Neither the SEC nor any other US federal or state securities commission or regulatory authority has approved or disapproved the New Melrose Ordinary Shares or passed an opinion on the adequacy of this Prospectus. Any representation to the contrary is a criminal offence in the United States.

Old Melrose and New Melrose are public limited companies incorporated under the laws of England and Wales. All of the Directors of Old Melrose and New Melrose are citizens or residents of countries other than the United States. Substantially all of the assets of such persons and a significant proportion of the assets of Old Melrose and New Melrose are located outside the United States. As a result, it may not be possible to effect service of process within the United States upon such persons, Old Melrose or New Melrose, or to enforce against them judgments of US courts, including judgments predicated upon civil liabilities under the securities laws of the United States or any state or territory within the United States. The United States and the United Kingdom do not have a treaty providing for the reciprocal recognition of judgements (other than arbitral awards) in civil and commercial matters. Consequently, a final and conclusive judgement by any federal or state court of the United States based on civil liability, whether or not predicated solely upon US federal securities laws, would not automatically be enforceable in England and Wales. In addition, it is doubtful whether the courts of England and Wales would accept jurisdiction and impose civil liability if proceedings were commenced in England or Wales in an original action predicated solely upon US federal securities laws.

TASK TO CARRY OUT:
Reproduce the Melrose prospectus passage on US regulatory approval and enforcing US judgments in full, word for word.

SOURCE DATA:
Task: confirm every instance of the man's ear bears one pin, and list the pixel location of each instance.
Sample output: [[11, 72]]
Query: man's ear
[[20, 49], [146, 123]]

RESPONSE:
Neither the SEC nor any other US federal or state securities commission or regulatory authority has approved or disapproved the New Melrose Ordinary Shares or passed an opinion on the adequacy of this Prospectus. Any representation to the contrary is a criminal offence in the United States.

Old Melrose and New Melrose are public limited companies incorporated under the laws of England and Wales. All of the Directors of Old Melrose and New Melrose are citizens or residents of countries other than the United States. Substantially all of the assets of such persons and a significant proportion of the assets of Old Melrose and New Melrose are located outside the United States. As a result, it may not be possible to effect service of process within the United States upon such persons, Old Melrose or New Melrose, or to enforce against them judgments of US courts, including judgments predicated upon civil liabilities under the securities laws of the United States or any state or territory within the United States. The United States and the United Kingdom do not have a treaty providing for the reciprocal recognition of judgements (other than arbitral awards) in civil and commercial matters. Consequently, a final and conclusive judgement by any federal or state court of the United States based on civil liability, whether or not predicated solely upon US federal securities laws, would not automatically be enforceable in England and Wales. In addition, it is doubtful whether the courts of England and Wales would accept jurisdiction and impose civil liability if proceedings were commenced in England or Wales in an original action predicated solely upon US federal securities laws.